- _WORK TO DO_: Update the data below by replacing "place a marker" with "put a point" wherever it occurs, leaving everything else unchanged.

Excerpts of location labeling data
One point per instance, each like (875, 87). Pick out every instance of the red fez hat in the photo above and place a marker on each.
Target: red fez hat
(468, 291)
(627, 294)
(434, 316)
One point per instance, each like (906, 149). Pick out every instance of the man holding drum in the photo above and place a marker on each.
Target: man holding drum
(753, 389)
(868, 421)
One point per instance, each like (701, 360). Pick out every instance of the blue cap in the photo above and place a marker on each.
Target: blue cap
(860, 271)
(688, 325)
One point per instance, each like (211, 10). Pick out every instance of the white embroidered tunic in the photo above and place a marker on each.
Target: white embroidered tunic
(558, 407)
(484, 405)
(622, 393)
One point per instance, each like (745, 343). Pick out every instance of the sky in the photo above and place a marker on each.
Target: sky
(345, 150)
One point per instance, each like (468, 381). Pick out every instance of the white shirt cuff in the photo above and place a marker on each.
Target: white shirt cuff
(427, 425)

- _COMPLETED EXERCISE_:
One point per instance, each like (875, 87). Pick out every instance of the red fez hat in the photo above and put a point on each.
Target: red fez hat
(468, 291)
(627, 294)
(434, 316)
One point per instance, each like (906, 149). Pick out every instance of the man holding drum in the photo above and put a point on each.
Target: man holding drum
(753, 389)
(868, 421)
One point per instance, each like (701, 360). Pick out every instance of the blue cap in the photo above and put a point on each.
Target: blue cap
(860, 271)
(688, 325)
One point per instance, each like (211, 10). Pick out every instance of the white embroidered tunic in the photo above and put a point on each.
Target: white embroidered tunic
(558, 407)
(484, 405)
(622, 393)
One point per instance, each like (745, 343). Pick out every instance of the sky in the photo above and put a point on each.
Target: sky
(345, 150)
One point per instance, each like (468, 381). Pick out every instance of the white shirt cuff in the photo above and put a point on each.
Target: white shirt cuff
(427, 425)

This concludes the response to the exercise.